What you will do →
**1)** Duplicate the abstracts from "The typology of" to "ongoing, broader research.".
**2)** In the abstracts, which three functional units of recipes does the study of medical recipes emphasize?

Quoted passage →

• • • • • • •

Keywords: epistemic grounding, immediacy, imperfective past, simple past, temporality, witnessing.

Tolcsvai Nagy Gábor
Eötvös Loránd Tudományegyetem
Konstantin Filozófus Egyetem, Nyitra


Medical recipe as a genre in 16th–17th-century Hungarian

Genre in a functional cognitive framework

Texts are always representatives of a given genre since they are embedded and function in a particular communicative situation. This paper analyses early Hungarian medical recipes as a genre from a functional cognitive perspective. According to this approach, genres are linguistic manifestations of socially and culturally determined cognitive patterns, linked to particular contexts, and conventionalized as prototypical representations for satisfying specific communicative needs. The goals of the paper are twofold. First, it discusses a range of theoretical assumptions informing the functional cognitive linguistic analysis of genres, also drawing on pragmatically oriented treatments of the topic. Second, the paper demonstrates the viability of viewing genres as complex schemas (scripts) through a detailed analysis of 16th and 17th-century Hungarian medical recipes. The research places special emphasis on the functional units of recipes (initiator, instructive and persuasive parts), and examines their role in the interpretation processes and genre activation of present-day Hungarian speakers.

Keywords: medical recipe, genre, scenario, cognitive linguistics, initiator, instruction, persuasion.

Kuna Ágnes
MTA Támogatott Kutatócsoportok Irodája
Pázmány Péter Katolikus Egyetem
Károli Gáspár Református Egyetem


The typology of marginalia in Old Hungarian codices

The paper examines the marginalia of the 45 surviving codices from the 14–16th centuries written in Old Hungarian, with focus on marginalia left by later users and readers. After a brief overview of the origins and main questions of international research on marginalia the author presents a new typology of the corpus. The six main categories and their subcategories were derived from the contents and functions of the texts. This typology facilitates the exploration of further matters related to marginalia in the Old Hungarian codices, and serves as the basis of an ongoing, broader research.

• • • • • • •

Data for review →

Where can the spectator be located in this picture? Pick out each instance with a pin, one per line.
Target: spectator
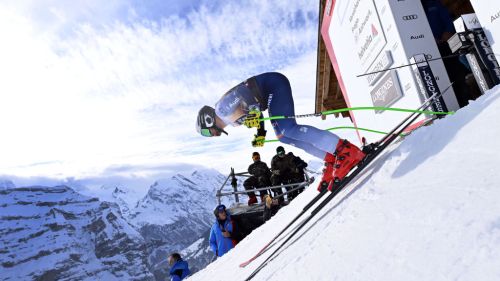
(281, 168)
(221, 240)
(271, 207)
(297, 175)
(260, 177)
(179, 268)
(442, 28)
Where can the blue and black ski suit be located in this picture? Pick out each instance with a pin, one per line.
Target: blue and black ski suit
(272, 91)
(219, 244)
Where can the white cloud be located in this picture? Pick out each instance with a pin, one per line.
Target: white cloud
(82, 96)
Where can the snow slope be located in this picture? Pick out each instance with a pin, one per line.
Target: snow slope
(427, 209)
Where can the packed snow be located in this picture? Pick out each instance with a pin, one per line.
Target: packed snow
(426, 209)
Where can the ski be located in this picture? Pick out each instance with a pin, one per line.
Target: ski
(313, 201)
(388, 139)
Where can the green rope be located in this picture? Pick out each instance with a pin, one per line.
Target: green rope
(348, 127)
(328, 112)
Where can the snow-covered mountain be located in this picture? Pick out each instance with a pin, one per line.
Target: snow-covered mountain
(426, 209)
(55, 233)
(123, 234)
(176, 214)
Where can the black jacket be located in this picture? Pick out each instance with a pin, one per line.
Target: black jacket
(259, 169)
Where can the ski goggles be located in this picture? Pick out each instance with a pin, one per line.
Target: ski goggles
(206, 133)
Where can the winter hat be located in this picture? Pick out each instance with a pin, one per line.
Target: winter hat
(280, 150)
(219, 209)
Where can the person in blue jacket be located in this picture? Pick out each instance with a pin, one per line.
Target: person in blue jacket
(179, 268)
(220, 233)
(272, 91)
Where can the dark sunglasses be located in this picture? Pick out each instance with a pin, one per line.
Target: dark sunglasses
(206, 132)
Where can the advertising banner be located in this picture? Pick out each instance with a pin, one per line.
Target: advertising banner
(488, 13)
(369, 42)
(427, 82)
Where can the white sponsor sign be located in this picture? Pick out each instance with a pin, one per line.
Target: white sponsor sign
(488, 13)
(365, 36)
(366, 30)
(466, 22)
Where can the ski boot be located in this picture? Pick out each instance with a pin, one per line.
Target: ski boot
(347, 156)
(252, 200)
(368, 148)
(327, 177)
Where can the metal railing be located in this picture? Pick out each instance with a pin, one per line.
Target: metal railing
(236, 193)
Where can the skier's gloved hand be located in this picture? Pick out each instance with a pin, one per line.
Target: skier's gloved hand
(258, 141)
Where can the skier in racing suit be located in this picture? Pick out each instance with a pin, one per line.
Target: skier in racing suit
(272, 91)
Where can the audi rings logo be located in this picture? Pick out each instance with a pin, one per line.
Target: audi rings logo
(410, 17)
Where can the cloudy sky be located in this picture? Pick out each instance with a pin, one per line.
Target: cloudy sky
(113, 87)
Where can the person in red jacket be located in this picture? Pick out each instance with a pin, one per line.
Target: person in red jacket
(272, 91)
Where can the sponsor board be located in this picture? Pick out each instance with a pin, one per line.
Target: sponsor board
(466, 22)
(478, 73)
(365, 26)
(427, 82)
(387, 91)
(383, 62)
(488, 13)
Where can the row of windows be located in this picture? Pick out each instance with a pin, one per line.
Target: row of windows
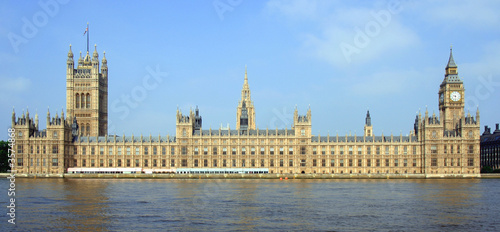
(82, 101)
(38, 149)
(233, 151)
(254, 163)
(451, 162)
(434, 149)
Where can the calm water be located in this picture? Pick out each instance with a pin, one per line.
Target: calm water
(253, 205)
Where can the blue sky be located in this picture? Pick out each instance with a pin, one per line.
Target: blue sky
(338, 57)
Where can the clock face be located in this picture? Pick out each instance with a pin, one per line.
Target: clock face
(455, 96)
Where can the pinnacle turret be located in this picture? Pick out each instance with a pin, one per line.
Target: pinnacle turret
(70, 53)
(451, 62)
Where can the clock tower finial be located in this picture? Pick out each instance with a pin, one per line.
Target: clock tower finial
(451, 92)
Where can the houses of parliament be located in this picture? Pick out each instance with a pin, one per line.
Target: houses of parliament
(440, 145)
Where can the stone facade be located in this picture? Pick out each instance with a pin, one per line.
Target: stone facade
(442, 145)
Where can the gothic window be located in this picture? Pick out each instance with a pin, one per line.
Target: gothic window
(88, 101)
(77, 101)
(82, 100)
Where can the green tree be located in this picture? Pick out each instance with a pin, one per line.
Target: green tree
(4, 159)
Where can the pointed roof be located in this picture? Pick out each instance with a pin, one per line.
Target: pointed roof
(451, 62)
(368, 120)
(245, 82)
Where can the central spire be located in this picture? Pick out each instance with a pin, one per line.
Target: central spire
(245, 112)
(245, 92)
(451, 62)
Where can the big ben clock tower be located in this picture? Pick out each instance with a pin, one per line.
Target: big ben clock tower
(451, 96)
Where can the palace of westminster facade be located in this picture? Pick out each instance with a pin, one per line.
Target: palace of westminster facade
(440, 145)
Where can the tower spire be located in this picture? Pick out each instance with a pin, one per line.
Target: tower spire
(451, 62)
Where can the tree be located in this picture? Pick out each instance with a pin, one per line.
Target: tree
(4, 159)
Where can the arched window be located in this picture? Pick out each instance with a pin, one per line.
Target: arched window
(82, 100)
(77, 101)
(88, 101)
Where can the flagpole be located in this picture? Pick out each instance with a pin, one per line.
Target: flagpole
(88, 37)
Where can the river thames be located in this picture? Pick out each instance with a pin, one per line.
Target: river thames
(253, 205)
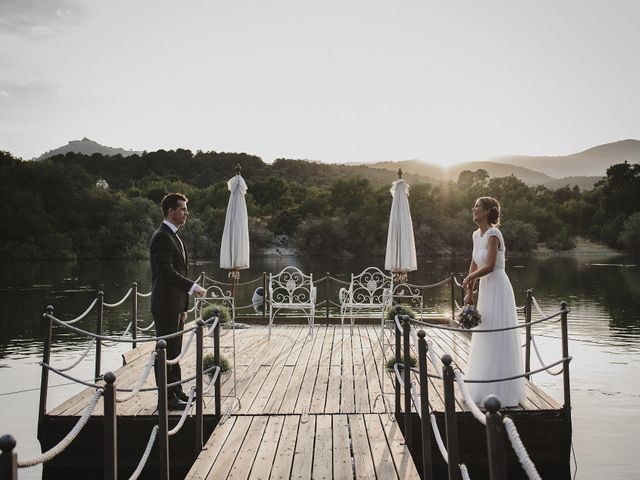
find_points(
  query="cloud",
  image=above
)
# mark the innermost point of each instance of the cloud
(37, 18)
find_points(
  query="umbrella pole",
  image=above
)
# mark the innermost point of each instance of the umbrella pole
(235, 276)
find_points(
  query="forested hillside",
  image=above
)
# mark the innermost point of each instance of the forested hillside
(78, 206)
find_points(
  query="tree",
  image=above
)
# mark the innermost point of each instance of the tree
(630, 236)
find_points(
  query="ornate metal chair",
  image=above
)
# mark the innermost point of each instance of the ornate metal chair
(292, 290)
(370, 292)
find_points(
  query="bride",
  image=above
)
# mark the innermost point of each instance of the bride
(497, 354)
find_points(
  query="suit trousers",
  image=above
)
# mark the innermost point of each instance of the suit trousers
(167, 324)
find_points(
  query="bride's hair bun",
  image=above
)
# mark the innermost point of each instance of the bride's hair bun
(493, 206)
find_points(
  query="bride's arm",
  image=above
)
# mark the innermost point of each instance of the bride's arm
(492, 252)
(468, 298)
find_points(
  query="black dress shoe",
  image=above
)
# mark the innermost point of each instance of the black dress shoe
(183, 396)
(174, 403)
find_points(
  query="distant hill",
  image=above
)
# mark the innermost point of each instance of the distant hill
(592, 162)
(530, 177)
(86, 147)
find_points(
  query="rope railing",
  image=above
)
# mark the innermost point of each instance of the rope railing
(185, 412)
(143, 378)
(146, 453)
(486, 330)
(535, 348)
(184, 350)
(117, 339)
(82, 315)
(117, 304)
(82, 357)
(68, 439)
(431, 285)
(519, 448)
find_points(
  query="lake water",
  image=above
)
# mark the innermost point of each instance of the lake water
(604, 326)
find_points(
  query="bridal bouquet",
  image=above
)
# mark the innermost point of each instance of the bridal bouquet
(468, 317)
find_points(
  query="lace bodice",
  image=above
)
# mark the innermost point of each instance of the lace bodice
(481, 248)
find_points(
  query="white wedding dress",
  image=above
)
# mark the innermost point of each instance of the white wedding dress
(498, 354)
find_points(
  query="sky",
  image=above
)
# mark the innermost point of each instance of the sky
(333, 81)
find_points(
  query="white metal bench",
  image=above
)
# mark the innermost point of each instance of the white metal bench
(369, 291)
(292, 290)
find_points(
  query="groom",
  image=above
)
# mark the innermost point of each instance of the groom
(170, 287)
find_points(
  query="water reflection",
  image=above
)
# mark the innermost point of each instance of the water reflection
(603, 294)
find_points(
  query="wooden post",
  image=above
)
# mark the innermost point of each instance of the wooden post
(100, 316)
(495, 439)
(565, 354)
(450, 418)
(528, 302)
(326, 294)
(406, 370)
(398, 346)
(163, 419)
(46, 356)
(199, 377)
(110, 461)
(453, 296)
(216, 361)
(134, 314)
(425, 423)
(8, 458)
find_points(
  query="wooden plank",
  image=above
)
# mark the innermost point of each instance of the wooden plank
(259, 390)
(322, 452)
(360, 388)
(293, 388)
(286, 448)
(364, 467)
(341, 447)
(308, 383)
(266, 453)
(347, 396)
(247, 454)
(319, 394)
(225, 460)
(201, 467)
(399, 452)
(303, 457)
(382, 459)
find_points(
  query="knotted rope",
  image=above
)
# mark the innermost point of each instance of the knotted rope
(117, 304)
(66, 441)
(186, 410)
(521, 452)
(86, 312)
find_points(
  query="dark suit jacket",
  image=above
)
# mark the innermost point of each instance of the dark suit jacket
(169, 283)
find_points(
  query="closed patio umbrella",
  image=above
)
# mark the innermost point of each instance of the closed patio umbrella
(234, 249)
(400, 256)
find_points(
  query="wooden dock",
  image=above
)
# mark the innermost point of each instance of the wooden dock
(310, 406)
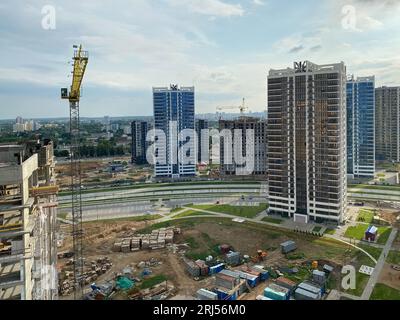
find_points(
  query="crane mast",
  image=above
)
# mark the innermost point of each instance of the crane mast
(80, 60)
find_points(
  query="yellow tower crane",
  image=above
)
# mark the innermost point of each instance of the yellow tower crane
(80, 61)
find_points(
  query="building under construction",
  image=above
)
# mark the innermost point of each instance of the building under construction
(228, 163)
(28, 213)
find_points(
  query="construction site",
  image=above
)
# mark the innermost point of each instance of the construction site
(202, 259)
(28, 222)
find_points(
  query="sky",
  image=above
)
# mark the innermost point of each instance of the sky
(224, 48)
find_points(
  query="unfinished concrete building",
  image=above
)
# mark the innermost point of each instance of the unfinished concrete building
(28, 244)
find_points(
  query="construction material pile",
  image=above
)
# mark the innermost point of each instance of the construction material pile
(92, 271)
(157, 239)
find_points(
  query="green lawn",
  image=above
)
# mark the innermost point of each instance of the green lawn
(393, 257)
(384, 292)
(384, 233)
(272, 220)
(175, 210)
(209, 247)
(147, 217)
(152, 281)
(190, 213)
(240, 211)
(329, 231)
(375, 252)
(358, 232)
(365, 215)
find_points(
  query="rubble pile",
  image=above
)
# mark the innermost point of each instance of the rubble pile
(92, 271)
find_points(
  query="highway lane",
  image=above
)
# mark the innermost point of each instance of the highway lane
(123, 209)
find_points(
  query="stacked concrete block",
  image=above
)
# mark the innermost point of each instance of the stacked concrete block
(157, 239)
(117, 246)
(192, 268)
(126, 245)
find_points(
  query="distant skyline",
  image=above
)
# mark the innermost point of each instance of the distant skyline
(223, 48)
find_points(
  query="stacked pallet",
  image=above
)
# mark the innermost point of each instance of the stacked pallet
(157, 239)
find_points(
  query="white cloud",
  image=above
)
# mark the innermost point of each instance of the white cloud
(258, 2)
(210, 7)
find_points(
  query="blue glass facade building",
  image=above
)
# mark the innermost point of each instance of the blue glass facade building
(361, 126)
(174, 110)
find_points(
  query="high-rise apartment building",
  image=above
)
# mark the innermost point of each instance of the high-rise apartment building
(203, 142)
(258, 150)
(387, 123)
(139, 131)
(361, 126)
(174, 117)
(307, 142)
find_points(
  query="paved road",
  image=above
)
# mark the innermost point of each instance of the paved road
(378, 267)
(165, 190)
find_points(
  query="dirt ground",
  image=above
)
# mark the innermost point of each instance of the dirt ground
(390, 277)
(98, 243)
(100, 236)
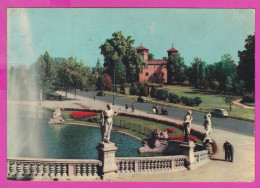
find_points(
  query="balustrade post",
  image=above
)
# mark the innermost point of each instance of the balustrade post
(25, 169)
(64, 170)
(58, 171)
(52, 175)
(11, 169)
(19, 170)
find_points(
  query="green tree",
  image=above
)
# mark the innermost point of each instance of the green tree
(176, 69)
(246, 64)
(120, 48)
(197, 72)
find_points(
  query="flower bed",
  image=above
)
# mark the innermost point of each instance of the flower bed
(181, 138)
(81, 115)
(170, 130)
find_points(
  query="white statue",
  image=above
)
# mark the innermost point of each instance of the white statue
(107, 122)
(187, 126)
(207, 125)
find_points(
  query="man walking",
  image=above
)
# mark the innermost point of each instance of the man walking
(230, 152)
(225, 147)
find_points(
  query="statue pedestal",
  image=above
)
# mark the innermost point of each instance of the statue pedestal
(106, 153)
(188, 150)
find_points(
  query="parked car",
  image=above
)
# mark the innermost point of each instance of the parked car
(219, 113)
(101, 93)
(142, 99)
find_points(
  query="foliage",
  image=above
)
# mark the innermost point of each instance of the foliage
(173, 98)
(197, 101)
(153, 92)
(108, 85)
(246, 64)
(197, 73)
(120, 48)
(162, 94)
(176, 68)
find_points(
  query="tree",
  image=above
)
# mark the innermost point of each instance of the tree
(107, 82)
(150, 56)
(176, 69)
(246, 64)
(120, 48)
(197, 73)
(224, 69)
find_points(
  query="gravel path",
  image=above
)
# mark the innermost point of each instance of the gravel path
(217, 170)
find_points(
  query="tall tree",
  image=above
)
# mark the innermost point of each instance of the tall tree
(176, 69)
(246, 64)
(120, 48)
(197, 73)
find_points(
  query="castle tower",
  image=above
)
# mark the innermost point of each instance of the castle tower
(172, 51)
(143, 52)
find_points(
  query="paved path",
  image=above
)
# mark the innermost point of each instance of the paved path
(237, 102)
(241, 170)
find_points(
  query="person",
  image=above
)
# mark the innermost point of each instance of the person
(230, 152)
(133, 107)
(187, 126)
(225, 147)
(107, 122)
(154, 109)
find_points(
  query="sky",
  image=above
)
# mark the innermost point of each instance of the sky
(78, 32)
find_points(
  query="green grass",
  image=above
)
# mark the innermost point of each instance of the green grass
(210, 100)
(145, 123)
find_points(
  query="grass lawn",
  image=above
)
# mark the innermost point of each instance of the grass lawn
(94, 120)
(210, 100)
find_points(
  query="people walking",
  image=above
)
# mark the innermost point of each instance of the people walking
(157, 109)
(225, 147)
(133, 107)
(154, 109)
(230, 152)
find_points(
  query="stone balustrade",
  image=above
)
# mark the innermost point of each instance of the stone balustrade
(201, 156)
(128, 165)
(52, 169)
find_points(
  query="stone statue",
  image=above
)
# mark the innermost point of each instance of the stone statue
(107, 122)
(207, 125)
(187, 126)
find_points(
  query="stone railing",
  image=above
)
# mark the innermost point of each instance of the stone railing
(127, 165)
(52, 169)
(201, 156)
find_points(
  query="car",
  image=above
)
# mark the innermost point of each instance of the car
(142, 99)
(219, 113)
(101, 93)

• • • • • • •

Task-by-task results →
**1)**
The typology of marginalia in Old Hungarian codices

The paper examines the marginalia of the 45 surviving codices from the 14–16th centuries written in Old Hungarian, with focus on marginalia left by later users and readers. After a brief overview of the origins and main questions of international research on marginalia the author presents a new typology of the corpus. The six main categories and their subcategories were derived from the contents and functions of the texts. This typology facilitates the exploration of further matters related to marginalia in the Old Hungarian codices, and serves as the basis of an ongoing, broader research.

**2)** Initiator, instructive and persuasive parts.